> _本文_:
•••

伊東良徳の超乱読読書日記

雑食・雑読宣言:専門書からHな小説まで、手当たり次第。目標は年間300冊。今年も目標達成!

彼女

2022-07-20 22:25:10 | 趣味の本・暇つぶし本
 「美少女を描かせたら右に出る者のいないギャグマンガ家」(35ページ)と呼ばれた作者による女性のイラスト集。
 紛らわしい名前で間違えて「江口寿志」「アニメーションワークス」を読んだ/見た後、懐かしんで取り寄せました。

•••

> _表示中の記録_:
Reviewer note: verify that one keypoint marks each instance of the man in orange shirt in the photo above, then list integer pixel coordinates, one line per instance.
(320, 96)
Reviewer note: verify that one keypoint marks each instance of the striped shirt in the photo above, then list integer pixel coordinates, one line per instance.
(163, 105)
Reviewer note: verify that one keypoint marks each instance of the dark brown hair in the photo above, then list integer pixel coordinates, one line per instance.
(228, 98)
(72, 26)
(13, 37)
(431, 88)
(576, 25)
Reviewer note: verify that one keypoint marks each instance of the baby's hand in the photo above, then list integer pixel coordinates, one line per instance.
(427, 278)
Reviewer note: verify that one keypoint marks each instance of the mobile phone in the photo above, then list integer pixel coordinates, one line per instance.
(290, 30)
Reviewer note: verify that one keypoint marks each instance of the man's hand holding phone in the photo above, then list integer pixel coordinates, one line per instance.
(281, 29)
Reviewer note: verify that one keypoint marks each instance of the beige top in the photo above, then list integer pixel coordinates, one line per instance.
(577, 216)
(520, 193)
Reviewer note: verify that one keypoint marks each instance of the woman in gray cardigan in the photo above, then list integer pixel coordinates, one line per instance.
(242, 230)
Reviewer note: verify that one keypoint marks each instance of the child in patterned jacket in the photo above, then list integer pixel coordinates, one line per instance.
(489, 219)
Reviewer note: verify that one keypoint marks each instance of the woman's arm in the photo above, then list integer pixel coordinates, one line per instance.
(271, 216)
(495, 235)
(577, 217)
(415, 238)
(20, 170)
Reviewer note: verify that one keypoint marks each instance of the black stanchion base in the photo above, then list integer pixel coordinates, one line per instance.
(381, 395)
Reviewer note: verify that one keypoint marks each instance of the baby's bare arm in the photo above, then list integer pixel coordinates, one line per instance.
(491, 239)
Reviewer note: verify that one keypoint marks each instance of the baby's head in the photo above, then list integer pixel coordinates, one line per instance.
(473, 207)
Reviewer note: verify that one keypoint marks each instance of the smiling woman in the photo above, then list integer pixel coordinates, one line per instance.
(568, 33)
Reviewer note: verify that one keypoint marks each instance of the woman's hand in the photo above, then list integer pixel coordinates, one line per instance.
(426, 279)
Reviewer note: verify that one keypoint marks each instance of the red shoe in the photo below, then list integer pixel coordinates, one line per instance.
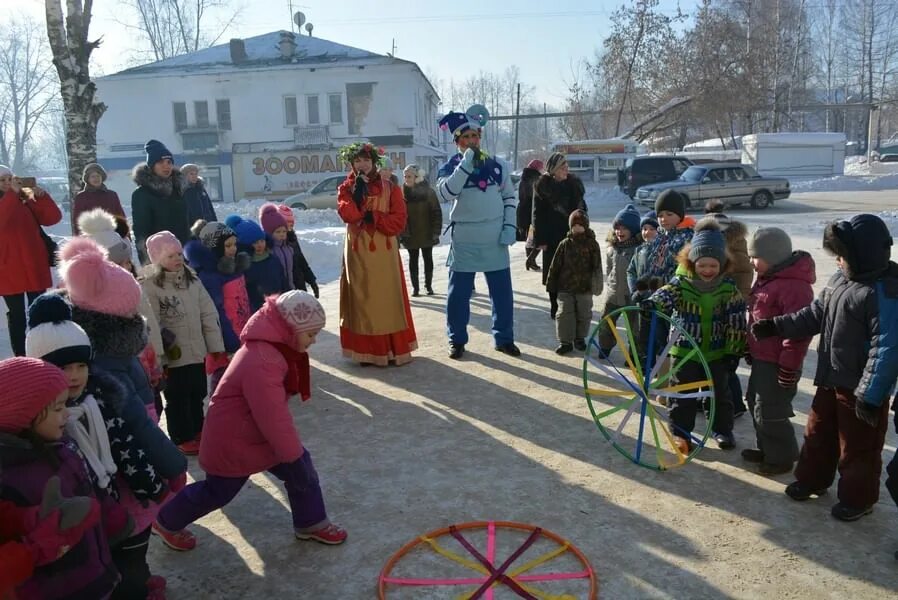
(329, 534)
(176, 540)
(190, 448)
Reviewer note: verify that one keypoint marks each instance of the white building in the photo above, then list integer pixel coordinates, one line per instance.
(264, 117)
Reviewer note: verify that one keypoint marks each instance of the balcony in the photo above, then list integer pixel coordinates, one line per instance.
(311, 136)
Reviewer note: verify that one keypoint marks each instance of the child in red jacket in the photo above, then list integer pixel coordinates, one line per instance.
(783, 286)
(249, 428)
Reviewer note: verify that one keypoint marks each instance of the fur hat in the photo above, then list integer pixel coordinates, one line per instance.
(708, 242)
(92, 168)
(213, 235)
(271, 218)
(556, 160)
(52, 335)
(100, 226)
(27, 386)
(287, 213)
(578, 217)
(301, 310)
(650, 218)
(629, 218)
(771, 244)
(864, 243)
(160, 244)
(156, 151)
(96, 284)
(671, 201)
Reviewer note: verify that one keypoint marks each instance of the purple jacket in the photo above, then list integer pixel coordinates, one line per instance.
(86, 571)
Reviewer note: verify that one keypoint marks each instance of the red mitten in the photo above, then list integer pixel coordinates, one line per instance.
(48, 541)
(176, 484)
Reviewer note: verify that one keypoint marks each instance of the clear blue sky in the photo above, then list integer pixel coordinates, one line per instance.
(546, 39)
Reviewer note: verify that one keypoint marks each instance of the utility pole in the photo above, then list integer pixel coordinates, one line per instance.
(517, 124)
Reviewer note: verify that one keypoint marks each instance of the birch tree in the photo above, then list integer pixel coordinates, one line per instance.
(68, 35)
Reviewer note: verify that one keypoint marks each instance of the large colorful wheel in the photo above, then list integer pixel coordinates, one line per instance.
(630, 392)
(480, 560)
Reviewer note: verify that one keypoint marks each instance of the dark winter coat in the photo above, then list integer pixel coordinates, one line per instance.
(553, 203)
(785, 289)
(199, 205)
(525, 201)
(116, 342)
(130, 458)
(86, 571)
(858, 345)
(264, 277)
(617, 261)
(90, 198)
(425, 218)
(224, 280)
(157, 205)
(302, 272)
(577, 265)
(740, 268)
(24, 264)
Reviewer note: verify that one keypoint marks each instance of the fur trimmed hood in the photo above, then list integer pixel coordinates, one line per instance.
(142, 175)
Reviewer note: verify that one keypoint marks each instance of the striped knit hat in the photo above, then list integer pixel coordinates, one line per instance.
(27, 386)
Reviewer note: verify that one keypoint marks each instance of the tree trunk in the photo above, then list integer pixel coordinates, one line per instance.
(71, 56)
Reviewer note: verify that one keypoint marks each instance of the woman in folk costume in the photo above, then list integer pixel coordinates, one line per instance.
(375, 317)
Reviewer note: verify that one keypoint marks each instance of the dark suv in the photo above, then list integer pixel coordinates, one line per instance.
(645, 170)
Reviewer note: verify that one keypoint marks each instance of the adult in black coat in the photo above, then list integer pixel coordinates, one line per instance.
(557, 194)
(529, 177)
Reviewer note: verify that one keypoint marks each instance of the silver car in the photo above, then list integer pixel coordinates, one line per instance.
(730, 183)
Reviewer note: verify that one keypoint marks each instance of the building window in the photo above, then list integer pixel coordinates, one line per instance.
(335, 103)
(180, 111)
(312, 103)
(200, 140)
(201, 112)
(223, 114)
(290, 116)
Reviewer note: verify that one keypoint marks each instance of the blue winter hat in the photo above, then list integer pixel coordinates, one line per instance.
(249, 232)
(708, 242)
(649, 218)
(456, 123)
(629, 218)
(156, 151)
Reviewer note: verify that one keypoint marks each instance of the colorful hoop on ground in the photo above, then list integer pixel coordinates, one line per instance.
(650, 440)
(489, 575)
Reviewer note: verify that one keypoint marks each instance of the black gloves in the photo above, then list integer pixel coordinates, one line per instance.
(867, 413)
(764, 328)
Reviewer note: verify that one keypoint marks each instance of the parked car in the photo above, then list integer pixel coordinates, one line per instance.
(645, 170)
(730, 183)
(323, 195)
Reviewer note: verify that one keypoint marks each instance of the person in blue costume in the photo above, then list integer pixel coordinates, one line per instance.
(483, 226)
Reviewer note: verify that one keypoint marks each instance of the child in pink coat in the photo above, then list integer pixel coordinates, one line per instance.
(249, 428)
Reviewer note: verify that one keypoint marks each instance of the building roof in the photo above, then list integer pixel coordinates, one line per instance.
(261, 51)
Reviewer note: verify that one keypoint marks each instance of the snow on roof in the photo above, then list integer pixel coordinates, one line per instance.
(794, 139)
(261, 50)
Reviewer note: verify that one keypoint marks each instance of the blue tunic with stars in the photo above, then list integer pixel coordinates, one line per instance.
(483, 204)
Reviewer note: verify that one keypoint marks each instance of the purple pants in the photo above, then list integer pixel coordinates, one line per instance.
(199, 499)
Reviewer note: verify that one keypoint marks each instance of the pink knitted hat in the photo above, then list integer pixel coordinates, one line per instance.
(302, 310)
(27, 386)
(160, 244)
(96, 284)
(287, 213)
(271, 218)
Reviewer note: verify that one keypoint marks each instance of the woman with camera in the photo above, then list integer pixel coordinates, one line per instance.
(375, 317)
(26, 252)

•••

> _やること_:
1. 本文によると、このイラスト集の作者はどんなマンガ家と呼ばれましたか。
2. 次の(a)〜(c)が本文と合っているかどうか、それぞれ「はい」か「いいえ」で答え、決め手になる本文の言葉をそのまま引用してください。
(a) 書き手の読書の目標は年間300冊である。
(b) この本は男性を描いたイラスト集である。
(c) 書き手は、名前が紛らわしかったせいで、間違えて別の作品を読んだり見たりした。

> _解答例_:
1. 「美少女を描かせたら右に出る者のいないギャグマンガ家」と呼ばれました。

2.
(a) はい。「目標は年間300冊」
(b) いいえ。「女性のイラスト集」
(c) はい。「紛らわしい名前で間違えて」